§ **The exercise**: Return every line of the data below that contains the string "Target".
————
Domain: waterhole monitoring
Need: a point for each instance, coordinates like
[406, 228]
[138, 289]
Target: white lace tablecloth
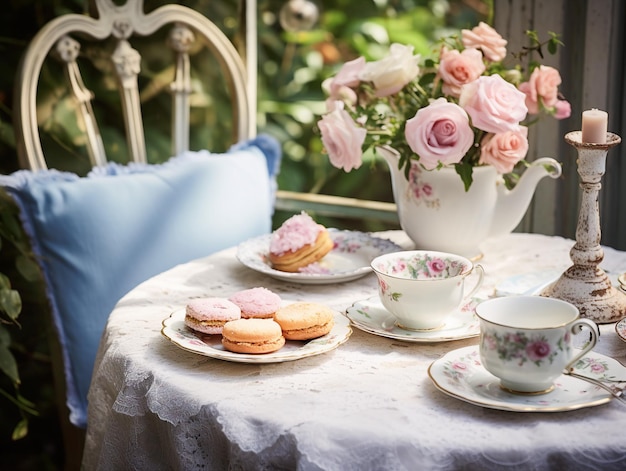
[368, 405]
————
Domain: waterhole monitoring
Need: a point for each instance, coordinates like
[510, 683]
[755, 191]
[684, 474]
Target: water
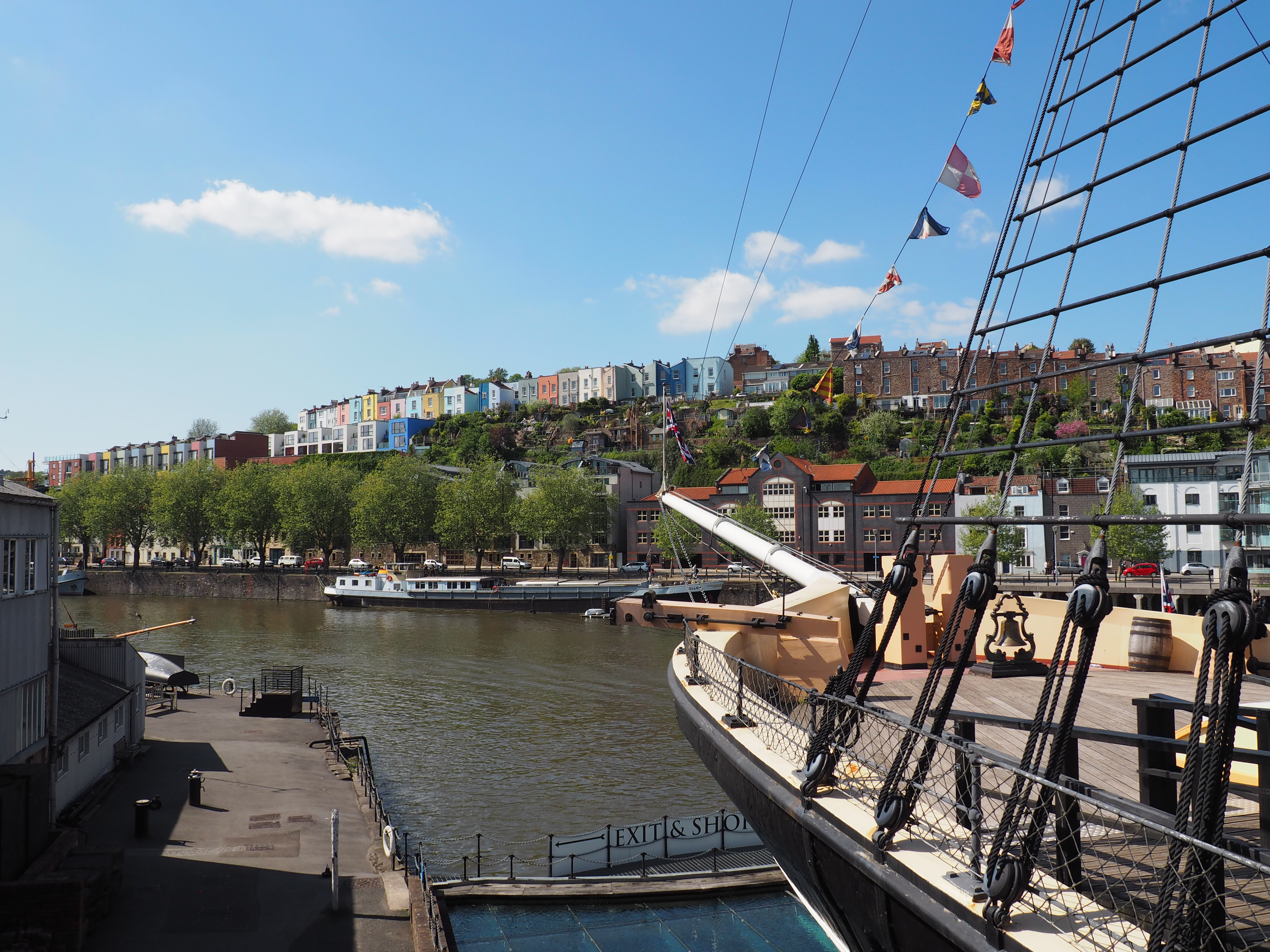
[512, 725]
————
§ **Task output**:
Target: white lace tablecloth
Target: water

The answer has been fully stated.